• _PASSAGE FOR REVIEW_:
________________________________________
Politics

Ron Johnson Releases New Ad Highlighting His Record Countering Opioid Epidemic

Sen. Ron Johnson's (R., Wis.) campaign released a new ad Thursday knocking his Democratic opponent, Russ Feingold, for falsely claiming that Johnson has not worked to solve the opioid epidemic that has devastated Wisconsin families.

The ad features Lauri Bedura, a Wisconsin resident who lost her 19-year-old son to a heroin overdose. Bedura discusses hearing about "a negative ad campaign" from Feingold, a former senator looking to regain his old seat, alleging that Johnson had done nothing to combat the opioid epidemic.

"That is absolutely the furthest thing from the truth," Bedura says. "I know that Senator Johnson has been through what I've been through, and he's going to continue to really push legislation so he can help our families."

Bedura is referring to the recent death of Johnson's nephew, who died of a heroin overdose. Johnson went public with the news in March while speaking at a teleconference with Wisconsin Attorney General Brad Schimel.

"I want to champion this cause because this is affecting so many lives," Johnson said while addressing the conference.
________________________________________
• _DATASET EXCERPT_:
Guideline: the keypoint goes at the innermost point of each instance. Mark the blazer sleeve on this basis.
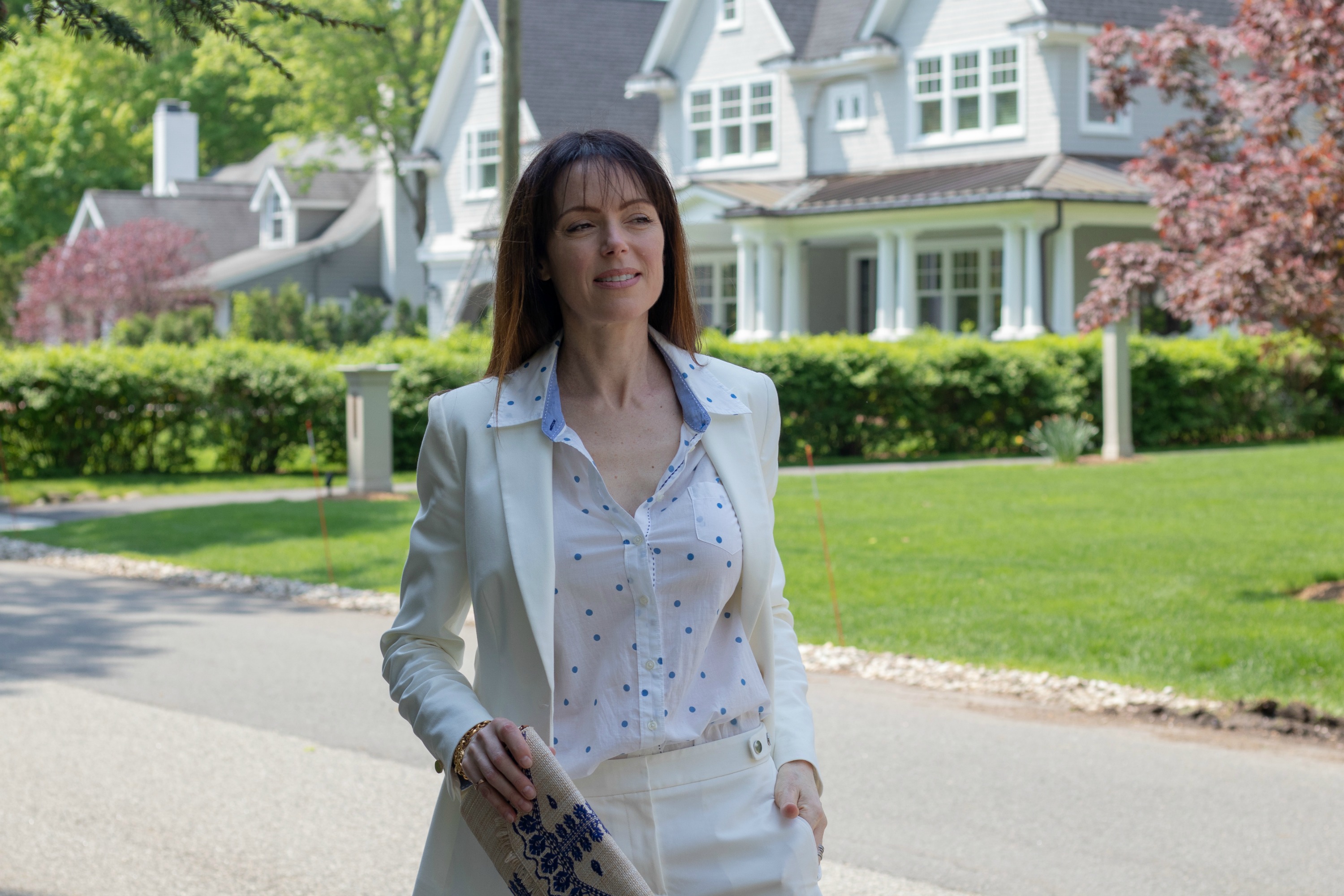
(424, 650)
(795, 735)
________________________________________
• _YOUR OBJECTIVE_: Please condense the paragraph beginning "The ad features Lauri Bedura" in the article on Ron Johnson's opioid ad into a short bulleted list, keeping its main facts.

• _PROBLEM SOLUTION_:
- The ad features Lauri Bedura, a Wisconsin resident whose 19-year-old son died of a heroin overdose.
- Bedura describes hearing about "a negative ad campaign" from Feingold.
- Feingold is a former senator trying to regain his old seat.
- The campaign alleged that Johnson had done nothing to combat the opioid epidemic.